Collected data

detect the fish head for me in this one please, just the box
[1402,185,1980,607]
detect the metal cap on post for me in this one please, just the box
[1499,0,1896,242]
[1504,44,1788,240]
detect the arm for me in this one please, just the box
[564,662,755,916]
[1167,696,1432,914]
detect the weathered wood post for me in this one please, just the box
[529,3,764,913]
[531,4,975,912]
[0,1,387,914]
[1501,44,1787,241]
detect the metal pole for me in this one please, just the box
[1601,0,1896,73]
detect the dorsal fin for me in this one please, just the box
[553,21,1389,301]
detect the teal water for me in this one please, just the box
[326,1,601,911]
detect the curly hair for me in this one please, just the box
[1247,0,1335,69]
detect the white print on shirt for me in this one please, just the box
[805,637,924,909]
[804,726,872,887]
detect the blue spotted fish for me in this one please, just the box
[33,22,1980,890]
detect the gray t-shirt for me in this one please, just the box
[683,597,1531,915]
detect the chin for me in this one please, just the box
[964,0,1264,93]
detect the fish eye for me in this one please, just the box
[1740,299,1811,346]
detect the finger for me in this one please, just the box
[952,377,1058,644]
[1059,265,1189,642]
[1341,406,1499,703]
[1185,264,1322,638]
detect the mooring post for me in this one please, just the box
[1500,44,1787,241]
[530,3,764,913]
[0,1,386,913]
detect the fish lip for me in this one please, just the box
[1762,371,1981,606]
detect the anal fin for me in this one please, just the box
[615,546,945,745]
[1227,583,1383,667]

▶ [WHAT YOU SHOULD DO]: Each of the entries must be set down exactly, none omitted.

▶ [RESULT OF THE TASK]:
detect the fish head for me in this one please, just the box
[1402,185,1980,607]
detect the metal cap on post for me in this one please, just the box
[1499,0,1896,242]
[1504,44,1788,240]
detect the arm for me in this one please, just the box
[564,662,755,916]
[1167,696,1432,914]
detect the weathered wood post for me in this one please, just the box
[529,3,764,913]
[531,4,975,912]
[0,1,387,914]
[1501,44,1787,241]
detect the metal pole for me in this one please, just the box
[1601,0,1896,73]
detect the dorsal fin for me in this one please, just the box
[553,21,1389,301]
detect the teal water for me in this one please, just the box
[326,1,601,911]
detect the curly hair for me in this one please, just the box
[1247,0,1335,69]
detect the white print on shirt for me in this one please, just the box
[805,637,924,909]
[804,726,872,887]
detect the blue spotted fish for me in this one please, just the box
[33,22,1980,890]
detect the gray t-shirt for me in this one please, just the box
[683,597,1531,915]
detect the chin for me in this one please, just the box
[964,0,1264,93]
detect the fish eye for me in this one please, just the box
[1740,299,1811,346]
detect the finger for me in this one please, just the box
[952,377,1058,644]
[1059,265,1189,642]
[1341,406,1499,703]
[1185,264,1322,638]
detect the mooring post for me in this one please, just the box
[1500,44,1787,241]
[530,3,764,913]
[0,1,386,913]
detect the fish lip for me in this one please, just the box
[1762,371,1981,606]
detect the anal fin for me in this one please, just the box
[615,546,945,745]
[1227,583,1383,667]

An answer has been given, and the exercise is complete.